REQUIRED WORK
Print the whole listing, keeping every line exactly as given.

RECORDS FOR THE EXERCISE
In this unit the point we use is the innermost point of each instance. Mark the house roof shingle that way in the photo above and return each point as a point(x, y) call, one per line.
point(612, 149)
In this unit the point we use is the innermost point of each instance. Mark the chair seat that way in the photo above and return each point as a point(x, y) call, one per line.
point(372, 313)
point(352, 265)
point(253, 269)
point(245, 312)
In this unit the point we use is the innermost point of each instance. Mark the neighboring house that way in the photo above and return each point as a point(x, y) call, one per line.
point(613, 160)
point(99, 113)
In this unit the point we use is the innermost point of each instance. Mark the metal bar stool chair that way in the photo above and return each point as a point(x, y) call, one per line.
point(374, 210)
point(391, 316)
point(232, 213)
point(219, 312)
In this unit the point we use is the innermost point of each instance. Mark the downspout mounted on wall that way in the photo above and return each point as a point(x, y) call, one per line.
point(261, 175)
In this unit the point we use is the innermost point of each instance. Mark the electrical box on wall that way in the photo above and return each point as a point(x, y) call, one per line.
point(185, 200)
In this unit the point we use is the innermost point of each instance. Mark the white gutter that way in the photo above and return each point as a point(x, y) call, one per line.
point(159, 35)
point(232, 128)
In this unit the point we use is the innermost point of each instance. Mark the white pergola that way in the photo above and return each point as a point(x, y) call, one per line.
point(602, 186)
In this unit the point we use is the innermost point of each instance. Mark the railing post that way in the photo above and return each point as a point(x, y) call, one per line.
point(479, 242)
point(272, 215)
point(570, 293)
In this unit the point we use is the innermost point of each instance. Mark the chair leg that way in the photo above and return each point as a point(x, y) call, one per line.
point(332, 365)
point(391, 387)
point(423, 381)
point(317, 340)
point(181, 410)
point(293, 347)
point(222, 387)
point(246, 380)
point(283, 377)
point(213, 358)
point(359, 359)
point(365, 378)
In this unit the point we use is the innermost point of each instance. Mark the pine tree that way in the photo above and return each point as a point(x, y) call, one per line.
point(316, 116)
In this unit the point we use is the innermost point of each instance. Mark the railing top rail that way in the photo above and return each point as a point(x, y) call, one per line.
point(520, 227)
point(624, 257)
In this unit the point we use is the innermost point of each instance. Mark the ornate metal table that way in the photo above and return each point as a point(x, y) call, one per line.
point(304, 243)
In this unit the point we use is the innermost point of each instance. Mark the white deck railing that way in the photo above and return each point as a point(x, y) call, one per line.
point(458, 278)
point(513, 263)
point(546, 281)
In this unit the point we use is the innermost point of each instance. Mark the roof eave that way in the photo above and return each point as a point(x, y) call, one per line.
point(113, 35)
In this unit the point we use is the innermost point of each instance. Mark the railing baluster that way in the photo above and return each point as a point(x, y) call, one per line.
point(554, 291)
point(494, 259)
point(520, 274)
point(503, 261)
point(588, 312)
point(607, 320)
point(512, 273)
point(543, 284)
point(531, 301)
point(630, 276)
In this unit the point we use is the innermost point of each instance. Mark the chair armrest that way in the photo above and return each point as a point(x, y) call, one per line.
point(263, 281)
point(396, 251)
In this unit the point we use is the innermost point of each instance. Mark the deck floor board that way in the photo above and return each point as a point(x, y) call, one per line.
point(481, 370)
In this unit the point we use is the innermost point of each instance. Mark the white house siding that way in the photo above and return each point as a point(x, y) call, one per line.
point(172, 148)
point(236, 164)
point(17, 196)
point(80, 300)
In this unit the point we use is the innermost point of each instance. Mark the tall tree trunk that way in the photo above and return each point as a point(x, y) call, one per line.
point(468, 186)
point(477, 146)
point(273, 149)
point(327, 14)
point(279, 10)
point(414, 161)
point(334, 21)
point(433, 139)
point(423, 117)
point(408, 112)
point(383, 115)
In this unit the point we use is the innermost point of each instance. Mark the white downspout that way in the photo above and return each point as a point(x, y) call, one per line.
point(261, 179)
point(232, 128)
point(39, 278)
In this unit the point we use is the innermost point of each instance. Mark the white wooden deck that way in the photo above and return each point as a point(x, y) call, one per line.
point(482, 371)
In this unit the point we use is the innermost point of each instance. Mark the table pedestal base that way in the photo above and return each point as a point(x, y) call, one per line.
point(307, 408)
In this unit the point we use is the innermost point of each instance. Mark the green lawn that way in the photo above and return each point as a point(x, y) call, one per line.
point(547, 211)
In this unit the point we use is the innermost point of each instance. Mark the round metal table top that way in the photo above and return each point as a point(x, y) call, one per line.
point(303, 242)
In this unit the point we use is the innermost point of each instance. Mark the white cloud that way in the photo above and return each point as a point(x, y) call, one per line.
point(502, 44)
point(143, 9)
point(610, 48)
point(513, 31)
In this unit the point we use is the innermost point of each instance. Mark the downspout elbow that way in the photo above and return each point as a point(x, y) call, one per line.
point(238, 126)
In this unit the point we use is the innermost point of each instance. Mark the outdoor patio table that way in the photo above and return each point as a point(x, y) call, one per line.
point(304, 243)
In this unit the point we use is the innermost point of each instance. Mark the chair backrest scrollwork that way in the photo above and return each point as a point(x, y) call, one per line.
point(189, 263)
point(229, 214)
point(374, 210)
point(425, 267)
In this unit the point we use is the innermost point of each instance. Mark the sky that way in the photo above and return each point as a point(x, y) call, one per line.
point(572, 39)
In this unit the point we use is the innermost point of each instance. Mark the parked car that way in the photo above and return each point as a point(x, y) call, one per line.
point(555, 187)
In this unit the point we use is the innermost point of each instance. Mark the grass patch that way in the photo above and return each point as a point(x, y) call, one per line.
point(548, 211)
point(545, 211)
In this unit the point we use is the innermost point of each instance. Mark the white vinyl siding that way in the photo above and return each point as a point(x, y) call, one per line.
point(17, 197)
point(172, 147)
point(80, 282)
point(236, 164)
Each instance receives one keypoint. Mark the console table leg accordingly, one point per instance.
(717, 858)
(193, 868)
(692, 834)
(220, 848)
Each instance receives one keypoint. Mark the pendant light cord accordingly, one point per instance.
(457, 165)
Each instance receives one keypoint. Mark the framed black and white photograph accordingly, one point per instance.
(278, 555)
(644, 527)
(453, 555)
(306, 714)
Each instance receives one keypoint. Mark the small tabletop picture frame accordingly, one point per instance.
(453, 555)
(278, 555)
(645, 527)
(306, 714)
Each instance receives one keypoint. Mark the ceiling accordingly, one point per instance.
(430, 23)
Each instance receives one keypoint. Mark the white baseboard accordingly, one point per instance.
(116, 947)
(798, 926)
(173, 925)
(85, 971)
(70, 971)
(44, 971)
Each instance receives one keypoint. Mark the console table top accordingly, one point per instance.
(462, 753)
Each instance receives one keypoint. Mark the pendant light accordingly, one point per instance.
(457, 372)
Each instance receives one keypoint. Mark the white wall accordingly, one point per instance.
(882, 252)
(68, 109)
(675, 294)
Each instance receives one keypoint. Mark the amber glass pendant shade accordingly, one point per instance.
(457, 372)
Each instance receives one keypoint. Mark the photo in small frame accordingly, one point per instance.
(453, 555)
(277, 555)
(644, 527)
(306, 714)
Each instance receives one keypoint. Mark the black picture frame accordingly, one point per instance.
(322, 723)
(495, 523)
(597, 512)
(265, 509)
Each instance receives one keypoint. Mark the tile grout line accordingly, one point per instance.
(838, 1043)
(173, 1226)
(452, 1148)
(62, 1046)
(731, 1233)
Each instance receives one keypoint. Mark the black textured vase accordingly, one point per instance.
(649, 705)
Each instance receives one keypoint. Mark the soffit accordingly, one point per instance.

FINAL ANSWER
In this unit the point we use is the innermost point of each instance. Mark the house roof shingle that way in the photo above and return each point as a point(x, y) call, one per line.
point(612, 149)
In this unit the point we use is the innermost point of each instance. Mark the chair seat that way in the photo above and return each point as a point(x, y) call, one per line.
point(372, 313)
point(352, 265)
point(253, 269)
point(245, 312)
In this unit the point we use is the innermost point of each instance. Mark the neighboring house that way in the photo above and return each point as a point(x, y) call, one per line.
point(613, 160)
point(99, 113)
In this unit the point we use is the innermost point of each instance. Mark the metal bar stool chair that way in the photo above and return each point as a point(x, y) call, one per line.
point(374, 210)
point(391, 316)
point(232, 213)
point(219, 312)
In this unit the point we use is the innermost point of each instance. Mark the downspout mounted on wall that way in the photo above and return each point as a point(x, y) call, one per line.
point(261, 175)
In this unit the point we use is the innermost point of each instance. Mark the electrical box on wall that way in the photo above and return each point as a point(x, y) call, one per line.
point(185, 200)
In this unit the point we use is the innermost point of each instance. Mark the white gutter that way in the photo above and return each point as a point(x, y) call, one per line.
point(159, 35)
point(232, 128)
In this unit the point we use is the innermost point of each instance. Mark the white pergola that way in the photo above and return each point as a point(x, y) call, one per line.
point(602, 186)
In this unit the point we use is the innermost point of each instance. Mark the railing post that way in the photo above and return each point as a point(x, y) call, one per line.
point(479, 242)
point(272, 215)
point(570, 293)
In this unit the point we use is the innermost point of each instance. Mark the chair leg that way in the photo above and return each point as a point(x, y) call, one per line.
point(332, 365)
point(391, 387)
point(423, 381)
point(317, 340)
point(181, 410)
point(293, 347)
point(222, 387)
point(246, 380)
point(283, 377)
point(213, 358)
point(359, 359)
point(365, 378)
In this unit the point we use is the innermost point of each instance. Mark the pine tree that way in the photo above and return each point as a point(x, y) call, one per line.
point(316, 116)
In this unit the point we use is the innermost point of each instance. Mark the railing top rail that way in the photo above and return each point as a point(x, y) call, one per line.
point(520, 227)
point(624, 257)
In this unit the point we use is the innermost point of each instance. Mark the ornate metal table that way in the photo above and return each point as a point(x, y) call, one per line.
point(304, 243)
In this unit the point we use is the innermost point of each instance. Mark the white deck railing that way in the photo above and return each point as a point(x, y) call, one per line.
point(458, 278)
point(513, 263)
point(546, 281)
In this unit the point we use is the innermost point of each instance. Mark the roof eave that way in the photo above and return each point as a point(x, y) call, one per line.
point(113, 35)
In this unit the point we use is the innermost point of each instance. Mark the railing baluster that way in the photo above and return each point as a point(x, y) call, one per line.
point(554, 291)
point(494, 259)
point(520, 274)
point(503, 261)
point(588, 312)
point(607, 320)
point(512, 273)
point(543, 284)
point(531, 301)
point(630, 276)
In this unit the point we use is the innermost point of each instance. Mark the chair armrest that way in the photo above and return each point as a point(x, y) call, one per line.
point(263, 281)
point(396, 251)
In this unit the point we use is the innermost point of each instance. Mark the deck floor board that way in the photo above and return each point as a point(x, y) call, one per line.
point(481, 370)
In this unit the point we use is the innermost point of each instance. Mark the white house siding that way in the photo above and return each point as a point(x, y) call, one per line.
point(172, 148)
point(236, 164)
point(17, 196)
point(80, 300)
In this unit the point we use is the innermost point of each instance. Mark the tall tree trunk that way in the photo above and return each point as a point(x, y) call, one per line.
point(468, 186)
point(477, 146)
point(273, 149)
point(327, 14)
point(279, 10)
point(414, 161)
point(334, 21)
point(433, 139)
point(423, 117)
point(408, 112)
point(383, 115)
In this unit the point we use is the innermost point of each instance. Mark the white downspout that way in the photo above and return each point as a point(x, y) call, one per line.
point(261, 179)
point(232, 128)
point(39, 278)
In this unit the point we use is the innermost point of each instance. Mark the white wooden deck that way in the photo above and return each point as a point(x, y) call, one per line.
point(482, 371)
In this unit the point we use is the innermost point of each instance. Mark the table pedestal base that way in the photo above and return each point as a point(x, y) call, one per line.
point(307, 408)
In this unit the point we use is the innermost point of each instance. Mark the green lawn that way in the photo above and return each point as a point(x, y) call, one per line.
point(547, 211)
In this unit the point we use is the innermost point of each instance. Mark the round metal table top that way in the photo above and return each point as a point(x, y) call, one per line.
point(303, 242)
In this unit the point we use is the innermost point of each instance. Mark the white cloud that way in the photo above and return each point as a point(x, y) call, one per line.
point(502, 44)
point(143, 9)
point(610, 48)
point(513, 31)
In this unit the point we use is the innermost point of each instance. Mark the downspout elbow that way in the photo above and return each point as a point(x, y) call, one per line.
point(238, 126)
In this unit the point we use is the innermost point of each instance. Mark the outdoor patio table that way in the photo above and return each point as a point(x, y) call, one per line.
point(304, 243)
In this unit the point we use is the innermost point of each instance. Mark the chair backrest scrollwork that way in the photo above and return each point as a point(x, y) call, one per line.
point(189, 263)
point(229, 214)
point(374, 210)
point(425, 267)
In this unit the point we use is the innermost point of each instance. Mark the sky that way in the photo above and return each point as a point(x, y) call, one per line.
point(572, 39)
In this unit the point we use is the innermost point of each instance. Mark the parked car that way in the photo above and return each point as a point(x, y) call, one per line.
point(555, 187)
In this unit the point we use is the innermost point of each instance. Mark the grass patch that way in the photo above and return each point as a point(x, y) call, one per line.
point(548, 211)
point(545, 211)
In this unit the point we use is the innermost point of each instance. Mark the white vinyl siding that way in the photo above and return each point as a point(x, y) call, one per line.
point(17, 197)
point(172, 147)
point(80, 282)
point(236, 164)
Each instance receives one keypoint. Mark the console table leg accordingly, one point per instance.
(717, 858)
(193, 868)
(692, 834)
(220, 848)
Each instance receives one keypoint. Mark the pendant light cord accordingly, one point per instance.
(457, 165)
Each instance receives one keypoint. Mark the framed black and white photograph accordingly, one point per instance.
(278, 555)
(644, 527)
(453, 555)
(306, 714)
Each instance receives one keypoint. Mark the small tabletop picture frame accordingly, one point per instance.
(453, 555)
(278, 555)
(645, 527)
(306, 714)
Each instance receives one keypoint. Mark the ceiling accordingly, one point per instance.
(430, 23)
Each instance receives one keypoint. Mark the white baseboard accordingly, one point per instance.
(116, 947)
(798, 926)
(173, 925)
(85, 971)
(70, 971)
(44, 971)
Each instance receives one keypoint. Mark the console table top accordingly, one point per instance.
(462, 753)
Each instance receives one keypoint. Mark the pendant light accordingly, one point per instance.
(457, 372)
Each instance receives one keypoint. Mark the white wall accordingly, one point per instance.
(882, 252)
(68, 109)
(675, 294)
Each instance receives one keypoint. Mark the amber glass pendant shade accordingly, one point per instance.
(457, 372)
Each instance receives one keypoint. Mark the photo in small frame accordingly, one point per instance.
(453, 555)
(277, 555)
(644, 527)
(306, 714)
Each instance receives one keypoint. Mark the black picture frame accordingly, one point per instance.
(322, 723)
(495, 523)
(597, 512)
(265, 509)
Each instance receives one keypoint. Mark the tile grout line accordingly, one point per instance.
(838, 1043)
(173, 1226)
(452, 1148)
(62, 1046)
(731, 1233)
Each instance receives one keypoint. Mark the black textured vase accordingly, one point per instance.
(649, 705)
Each instance receives one keypoint. Mark the soffit accordingly, one point per instance.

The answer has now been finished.